## DATA EXTRACTS
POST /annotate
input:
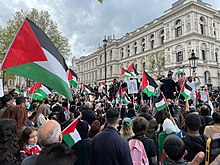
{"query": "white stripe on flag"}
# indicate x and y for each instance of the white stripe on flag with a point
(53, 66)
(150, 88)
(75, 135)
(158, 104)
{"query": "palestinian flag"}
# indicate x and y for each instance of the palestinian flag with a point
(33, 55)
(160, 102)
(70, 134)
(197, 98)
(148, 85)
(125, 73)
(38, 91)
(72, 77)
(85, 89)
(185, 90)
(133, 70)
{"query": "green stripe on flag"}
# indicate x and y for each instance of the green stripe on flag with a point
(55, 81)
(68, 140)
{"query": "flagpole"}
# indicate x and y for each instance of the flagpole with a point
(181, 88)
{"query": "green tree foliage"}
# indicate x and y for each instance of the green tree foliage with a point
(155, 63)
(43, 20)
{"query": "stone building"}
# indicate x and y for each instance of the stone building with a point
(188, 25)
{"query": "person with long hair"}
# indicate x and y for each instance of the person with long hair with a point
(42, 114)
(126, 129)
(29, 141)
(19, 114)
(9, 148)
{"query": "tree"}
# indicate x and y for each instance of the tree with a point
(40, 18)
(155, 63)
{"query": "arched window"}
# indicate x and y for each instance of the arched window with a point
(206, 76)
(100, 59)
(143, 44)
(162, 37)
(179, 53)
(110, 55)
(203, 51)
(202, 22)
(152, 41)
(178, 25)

* * *

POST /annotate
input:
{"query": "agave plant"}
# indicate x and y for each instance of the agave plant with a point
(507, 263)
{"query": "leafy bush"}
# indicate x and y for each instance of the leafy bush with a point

## WHAT YOU ARE ASKED TO DO
Among the lines above, find those holding "leafy" and copy each one.

## WRITTEN RESPONSE
{"query": "leafy bush"}
# indicate x and y for each instance of the leafy bush with a point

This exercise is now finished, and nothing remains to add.